DOEL:
Geef alle onderstaande regels letterlijk opnieuw weer. Laat de afbeeldingen weg.

REGELS:
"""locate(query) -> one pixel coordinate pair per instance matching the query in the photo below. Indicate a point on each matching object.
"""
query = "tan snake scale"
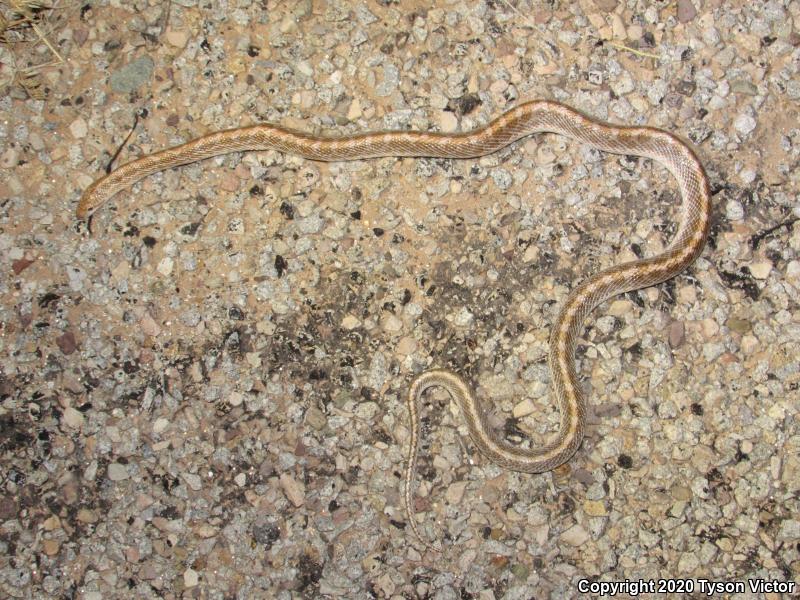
(524, 120)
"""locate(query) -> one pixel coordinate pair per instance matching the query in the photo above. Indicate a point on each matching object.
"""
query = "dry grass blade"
(17, 19)
(31, 83)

UITVOER:
"""locate(query) -> one pixel coordinate pair per instance matching the query in the photo below. Indicate a point on each matching object.
"""
query = "tan snake scale"
(524, 120)
"""locate(query) -> one pixel coordinate pair per instance matching the query in the photo above. Indicate a point on each matching object.
"""
query = "dry grass blade"
(17, 19)
(31, 83)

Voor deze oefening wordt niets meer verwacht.